Stated exercise 1 => According to the commentary on the Eastenders sexual assault storyline, in what year did the soap begin?
Stated exercise 2 => Set down, word for word, the part of the commentary on the Eastenders sexual assault storyline that opens with the words containing "Many viewers are" and closes with "been simply forgotten.".

Document section =>
— begin —
Frances Marsh | Comment Editor
Eastenders is undoubtedly a household staple in the UK. Since it began in 1985, the soap has tackled taboo and hard-hitting topics and it remains hugely popular. In 2022, the soap had multiple storylines with themes of consent and sexual assault, and these were largely praised at the time they were aired. Eastenders was making bold statements about these issues and it was welcomed by fans, yet just months later the narrative has massively shifted and the soap is now receiving criticism for its insensitive handling of the very same topic.
The predominant storyline surrounding the topic was the rape of Ben Mitchell, and was initially met with praise. Both for its highlighting of the severely under-discussed topic of male sexual assault and for the heart-wrenching performance from Max Bowden. Viewers were left devastated for the character as we watched his life fall apart – contracting an STI from the attack, losing his husband, and using drugs to cope with the trauma. However, the storyline which was initially hailed as expertly written soon came under scrutiny. After the character came clean to his onscreen husband about the attack and the pair were seen reuniting, the sexual assault appears to have been forgotten. Both Ben and his husband Callum have been swept into storylines focused on other characters, and we have never seen the attack discussed on screen since.
Many viewers are rightfully shocked that a character can endure such a horrific ordeal, one which caused him to spiral into self-destruction, and then seemingly come out of it unscathed. When Ben was finally able to find the courage to come forward and report the attack to the police it was an incredibly poignant scene, but it was arguably tainted as in the aftermath it seemed to be treated as a plot device to drive the fan-favourite couple ‘Ballum’ back together. There has been no acknowledgement of how the character has been able to move forward and deal with his trauma. Arguably the most important part of a story of this nature, the recovery, seems to have been simply forgotten.
— end —
Saved entries:
— begin —
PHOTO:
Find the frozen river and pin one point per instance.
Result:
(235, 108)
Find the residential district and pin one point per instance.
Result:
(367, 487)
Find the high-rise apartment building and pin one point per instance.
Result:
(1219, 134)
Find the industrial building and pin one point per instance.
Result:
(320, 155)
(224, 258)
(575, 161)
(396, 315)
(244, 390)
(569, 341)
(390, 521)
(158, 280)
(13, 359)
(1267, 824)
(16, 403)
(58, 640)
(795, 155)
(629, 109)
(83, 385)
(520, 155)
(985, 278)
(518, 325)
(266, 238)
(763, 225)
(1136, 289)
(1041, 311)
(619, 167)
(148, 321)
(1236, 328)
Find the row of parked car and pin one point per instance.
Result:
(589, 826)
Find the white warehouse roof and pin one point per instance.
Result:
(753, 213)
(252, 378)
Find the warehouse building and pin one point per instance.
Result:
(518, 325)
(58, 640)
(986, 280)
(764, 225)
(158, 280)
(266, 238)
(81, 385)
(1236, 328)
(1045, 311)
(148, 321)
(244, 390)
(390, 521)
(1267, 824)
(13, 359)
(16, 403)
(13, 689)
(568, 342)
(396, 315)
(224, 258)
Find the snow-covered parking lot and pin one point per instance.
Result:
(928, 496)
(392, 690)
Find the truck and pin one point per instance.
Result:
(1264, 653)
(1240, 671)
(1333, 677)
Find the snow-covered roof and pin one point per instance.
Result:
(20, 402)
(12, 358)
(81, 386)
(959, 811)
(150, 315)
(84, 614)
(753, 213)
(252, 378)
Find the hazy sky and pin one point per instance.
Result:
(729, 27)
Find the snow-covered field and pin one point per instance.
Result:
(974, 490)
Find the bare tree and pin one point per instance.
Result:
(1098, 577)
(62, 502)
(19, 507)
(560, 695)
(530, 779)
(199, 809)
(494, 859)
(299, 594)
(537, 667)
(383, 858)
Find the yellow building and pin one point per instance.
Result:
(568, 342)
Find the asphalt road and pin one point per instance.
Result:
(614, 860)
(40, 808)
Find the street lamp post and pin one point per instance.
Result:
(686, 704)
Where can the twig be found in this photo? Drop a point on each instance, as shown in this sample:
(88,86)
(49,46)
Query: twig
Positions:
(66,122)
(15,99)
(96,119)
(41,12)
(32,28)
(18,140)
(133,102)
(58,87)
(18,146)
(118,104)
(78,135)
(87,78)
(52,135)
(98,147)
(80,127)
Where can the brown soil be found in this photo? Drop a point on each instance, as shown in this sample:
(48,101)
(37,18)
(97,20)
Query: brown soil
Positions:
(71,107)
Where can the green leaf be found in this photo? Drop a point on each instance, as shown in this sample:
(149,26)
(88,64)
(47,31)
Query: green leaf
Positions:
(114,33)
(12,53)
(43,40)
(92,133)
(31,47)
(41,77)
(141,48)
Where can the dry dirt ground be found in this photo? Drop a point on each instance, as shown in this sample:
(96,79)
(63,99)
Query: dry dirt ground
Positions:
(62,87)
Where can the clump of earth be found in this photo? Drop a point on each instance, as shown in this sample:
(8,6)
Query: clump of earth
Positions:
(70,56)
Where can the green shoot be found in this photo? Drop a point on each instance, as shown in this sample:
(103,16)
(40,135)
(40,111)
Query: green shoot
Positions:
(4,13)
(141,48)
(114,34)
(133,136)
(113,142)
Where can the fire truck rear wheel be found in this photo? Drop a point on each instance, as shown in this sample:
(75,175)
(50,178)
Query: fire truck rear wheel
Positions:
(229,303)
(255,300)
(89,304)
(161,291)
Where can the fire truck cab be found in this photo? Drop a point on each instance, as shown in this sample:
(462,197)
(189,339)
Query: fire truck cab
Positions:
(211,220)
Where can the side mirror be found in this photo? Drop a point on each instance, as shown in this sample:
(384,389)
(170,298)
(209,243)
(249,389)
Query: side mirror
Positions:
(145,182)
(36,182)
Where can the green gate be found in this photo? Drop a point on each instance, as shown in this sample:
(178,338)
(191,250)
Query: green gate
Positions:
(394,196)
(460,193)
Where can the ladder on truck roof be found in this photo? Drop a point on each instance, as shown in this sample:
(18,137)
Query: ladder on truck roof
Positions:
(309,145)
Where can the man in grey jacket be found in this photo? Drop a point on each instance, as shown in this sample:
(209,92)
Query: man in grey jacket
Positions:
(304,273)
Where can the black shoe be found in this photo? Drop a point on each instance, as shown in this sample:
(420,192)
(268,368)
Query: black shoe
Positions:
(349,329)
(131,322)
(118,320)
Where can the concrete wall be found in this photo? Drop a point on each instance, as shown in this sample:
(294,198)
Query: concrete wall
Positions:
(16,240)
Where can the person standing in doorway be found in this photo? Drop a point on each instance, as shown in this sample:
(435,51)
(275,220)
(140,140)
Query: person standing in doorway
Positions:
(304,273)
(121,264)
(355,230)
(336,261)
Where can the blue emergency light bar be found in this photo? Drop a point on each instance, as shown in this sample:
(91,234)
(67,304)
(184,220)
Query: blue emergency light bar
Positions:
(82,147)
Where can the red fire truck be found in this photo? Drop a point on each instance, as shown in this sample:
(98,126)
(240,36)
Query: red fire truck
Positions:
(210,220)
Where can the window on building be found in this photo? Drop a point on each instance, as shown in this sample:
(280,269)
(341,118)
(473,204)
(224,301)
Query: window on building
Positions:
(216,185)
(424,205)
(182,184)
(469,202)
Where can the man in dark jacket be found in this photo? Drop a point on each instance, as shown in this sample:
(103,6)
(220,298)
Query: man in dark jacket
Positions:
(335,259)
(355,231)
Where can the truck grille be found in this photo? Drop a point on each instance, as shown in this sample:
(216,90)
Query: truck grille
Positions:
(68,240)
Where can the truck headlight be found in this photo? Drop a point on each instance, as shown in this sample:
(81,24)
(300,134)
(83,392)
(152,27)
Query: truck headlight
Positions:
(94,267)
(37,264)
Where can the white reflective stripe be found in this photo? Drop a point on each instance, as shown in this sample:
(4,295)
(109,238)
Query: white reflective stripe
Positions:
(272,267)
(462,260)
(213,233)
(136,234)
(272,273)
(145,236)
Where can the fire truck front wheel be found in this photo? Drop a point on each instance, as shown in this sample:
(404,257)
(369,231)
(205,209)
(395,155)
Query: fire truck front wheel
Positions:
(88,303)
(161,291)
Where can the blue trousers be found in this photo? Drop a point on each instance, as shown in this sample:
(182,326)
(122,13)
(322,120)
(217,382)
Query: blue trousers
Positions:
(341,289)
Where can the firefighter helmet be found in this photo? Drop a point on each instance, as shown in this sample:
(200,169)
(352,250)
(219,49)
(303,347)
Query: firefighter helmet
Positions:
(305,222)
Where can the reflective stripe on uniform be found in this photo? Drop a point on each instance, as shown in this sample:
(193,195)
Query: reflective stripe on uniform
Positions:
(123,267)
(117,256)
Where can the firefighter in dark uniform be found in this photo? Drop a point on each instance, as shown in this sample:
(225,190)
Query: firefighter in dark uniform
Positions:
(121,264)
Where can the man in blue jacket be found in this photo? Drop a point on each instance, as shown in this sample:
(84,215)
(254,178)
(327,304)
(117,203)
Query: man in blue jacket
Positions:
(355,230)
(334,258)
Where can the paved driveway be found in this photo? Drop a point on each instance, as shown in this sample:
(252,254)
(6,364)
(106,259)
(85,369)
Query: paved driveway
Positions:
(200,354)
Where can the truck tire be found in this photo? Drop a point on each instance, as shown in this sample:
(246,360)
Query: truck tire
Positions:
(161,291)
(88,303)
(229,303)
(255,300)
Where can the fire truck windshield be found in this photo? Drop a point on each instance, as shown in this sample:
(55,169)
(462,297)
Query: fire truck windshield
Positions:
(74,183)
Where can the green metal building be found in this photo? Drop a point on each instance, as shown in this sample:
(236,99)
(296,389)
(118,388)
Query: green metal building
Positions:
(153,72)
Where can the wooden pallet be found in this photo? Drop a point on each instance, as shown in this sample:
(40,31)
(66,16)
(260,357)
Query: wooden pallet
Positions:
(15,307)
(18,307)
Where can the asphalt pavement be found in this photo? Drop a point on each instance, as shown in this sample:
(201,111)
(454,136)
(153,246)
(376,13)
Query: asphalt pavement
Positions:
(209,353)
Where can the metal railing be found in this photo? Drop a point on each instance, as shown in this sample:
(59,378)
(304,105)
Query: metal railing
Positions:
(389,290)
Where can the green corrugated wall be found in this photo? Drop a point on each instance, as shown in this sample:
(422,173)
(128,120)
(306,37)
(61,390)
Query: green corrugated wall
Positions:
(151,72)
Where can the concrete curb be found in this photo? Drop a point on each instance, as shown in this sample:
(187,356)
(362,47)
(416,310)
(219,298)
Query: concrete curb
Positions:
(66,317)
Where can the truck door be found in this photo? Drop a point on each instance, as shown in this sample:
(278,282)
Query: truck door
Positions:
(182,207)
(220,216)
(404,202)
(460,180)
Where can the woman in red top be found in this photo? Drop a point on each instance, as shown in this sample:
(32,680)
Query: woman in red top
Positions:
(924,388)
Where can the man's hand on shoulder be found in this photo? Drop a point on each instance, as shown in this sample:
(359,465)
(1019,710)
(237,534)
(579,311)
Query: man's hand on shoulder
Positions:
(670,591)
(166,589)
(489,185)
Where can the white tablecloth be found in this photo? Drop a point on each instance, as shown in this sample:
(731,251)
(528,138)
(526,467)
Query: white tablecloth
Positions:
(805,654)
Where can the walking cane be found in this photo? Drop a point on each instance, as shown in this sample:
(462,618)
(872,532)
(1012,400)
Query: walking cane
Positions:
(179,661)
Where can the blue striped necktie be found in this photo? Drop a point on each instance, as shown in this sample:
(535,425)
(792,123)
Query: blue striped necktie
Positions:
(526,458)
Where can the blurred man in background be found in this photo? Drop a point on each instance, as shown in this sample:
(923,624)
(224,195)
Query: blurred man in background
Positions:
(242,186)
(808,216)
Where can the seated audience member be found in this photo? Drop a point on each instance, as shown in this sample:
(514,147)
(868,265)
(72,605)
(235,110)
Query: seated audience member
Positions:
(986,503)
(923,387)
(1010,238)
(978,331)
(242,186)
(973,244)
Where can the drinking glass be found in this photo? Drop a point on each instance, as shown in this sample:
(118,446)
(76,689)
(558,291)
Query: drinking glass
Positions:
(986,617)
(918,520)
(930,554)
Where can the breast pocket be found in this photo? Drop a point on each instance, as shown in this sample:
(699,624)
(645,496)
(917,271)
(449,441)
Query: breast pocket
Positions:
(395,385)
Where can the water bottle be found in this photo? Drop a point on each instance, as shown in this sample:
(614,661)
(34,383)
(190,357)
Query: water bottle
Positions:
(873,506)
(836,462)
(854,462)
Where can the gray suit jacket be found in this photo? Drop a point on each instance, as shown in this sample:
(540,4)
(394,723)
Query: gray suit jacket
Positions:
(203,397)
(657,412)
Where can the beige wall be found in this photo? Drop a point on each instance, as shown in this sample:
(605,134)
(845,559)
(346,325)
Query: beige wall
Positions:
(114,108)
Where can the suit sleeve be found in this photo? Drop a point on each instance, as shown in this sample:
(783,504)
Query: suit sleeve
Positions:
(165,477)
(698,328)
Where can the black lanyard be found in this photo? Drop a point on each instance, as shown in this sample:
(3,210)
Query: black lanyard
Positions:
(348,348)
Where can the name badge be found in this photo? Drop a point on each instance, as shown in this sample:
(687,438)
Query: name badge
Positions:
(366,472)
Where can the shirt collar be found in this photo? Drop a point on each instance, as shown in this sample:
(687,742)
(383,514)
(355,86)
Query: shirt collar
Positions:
— end —
Written answer 1 => 1985

Written answer 2 =>
Many viewers are rightfully shocked that a character can endure such a horrific ordeal, one which caused him to spiral into self-destruction, and then seemingly come out of it unscathed. When Ben was finally able to find the courage to come forward and report the attack to the police it was an incredibly poignant scene, but it was arguably tainted as in the aftermath it seemed to be treated as a plot device to drive the fan-favourite couple ‘Ballum’ back together. There has been no acknowledgement of how the character has been able to move forward and deal with his trauma. Arguably the most important part of a story of this nature, the recovery, seems to have been simply forgotten.